- **Action item**: Carry on the text about MRI-based deep-learning tumor auto-segmentation below from the point where it ends.

- **Exercise text**:
════

5. Conclusions
In summary, using mpMRI inputs, we built OPC primary tumor DL auto-segmentation models that demonstrated excellent performance across multiple evaluation metrics, with average DSC scores as high as 0.73. Compared to our baseline model trained on T2 MRI only, we find that adding T1 MRI significantly improved HD, FND, sensitivity, surface DSC, and 95% HD. Moreover, adding Ve or using all input channels simultaneously significantly improved FND. Additionally, certain favorable aspects of model construction, including decreased spurious voxel predictions and robustness to tumor size when considering surface distance metric performance, are apparent for models that leverage additional input channels. Finally, physician experts could not differentiate ground truth from DL-generated segmentations, demonstrating our model “passed” the Turing test. These promising results should be further verified in large independent datasets. Overall, our pilot study is an important step towards fully automated MR-guided OPC radiotherapy workflows.
Data Availability
Anonymized datasets are planned to be uploaded to a public repository in the near future. Until this time, anonymized data are available from the authors upon reasonable request.
Acknowledgements
We thank Ms. Ann Sutton from the Editing Services Group at The University of Texas MD Anderson Cancer Center Research Medical Library for editing this article.

════

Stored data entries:

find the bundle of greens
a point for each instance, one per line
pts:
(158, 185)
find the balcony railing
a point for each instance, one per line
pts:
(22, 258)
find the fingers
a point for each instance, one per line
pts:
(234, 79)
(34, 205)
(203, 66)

════

- **Task result**:
Footnotes
Funding Statement: This work was supported by the National Institutes of Health (NIH) through a Cancer Center Support Grant (P30-CA016672-44). K.A. Wahid and T. Salzillo are supported by training fellowships from The University of Texas Health Science Center at Houston Center for Clinical and Translational Sciences TL1 Program (TL1TR003169). S. Ahmed and M.A. Naser are supported by an NIH National Institute of Dental and Craniofacial Research (NIDCR) Award (R01 DE028290-01). R. He, A.S.R. Mohamed, and S.Y. Lai are supported by a NIH NIDCR Award (R01 DE025248). L.V. van Dijk receives funding and salary support from the Dutch organization NWO ZonMw during the period of study execution via the Rubicon Individual career development grant. B.A. McDonald receives research support from an NIH NIDCR Award (F31DE029093) and the Dr. John J. Kopchick Fellowship through The University of Texas MD Anderson UTHealth Graduate School of Biomedical Sciences. C.D. Fuller received funding from an NIH NIDCR Award (1R01 DE025248-01/R56 DE025248) and Academic-Industrial Partnership Award (R01 DE028290); the National Science Foundation (NSF), Division of Mathematical Sciences, Joint NIH/NSF Initiative on Quantitative Approaches to Biomedical Big Data (QuBBD) Grant (NSF 1557679); the NIH Big Data to Knowledge (BD2K) Program of the National Cancer Institute (NCI) Early Stage Development of Technologies in Biomedical Computing, Informatics, and Big Data Science Award (1R01 CA214825); the NCI Early Phase Clinical Trials in Imaging and Image-Guided Interventions Program (1R01 CA218148); the NIH/NCI Cancer Center Support Grant (CCSG) Pilot Research Program Award from the UT MD Anderson CCSG Radiation Oncology and Cancer Imaging Program (P30 CA016672); the NIH/NCI Head and Neck Specialized Programs of Research Excellence (SPORE) Developmental Research Program Award (P50 CA097007); and the National Institute of Biomedical Imaging and Bioengineering (NIBIB) Research Education Program (R25 EB025787). He has received direct industry grant support, speaking honoraria, and travel funding from Elekta AB.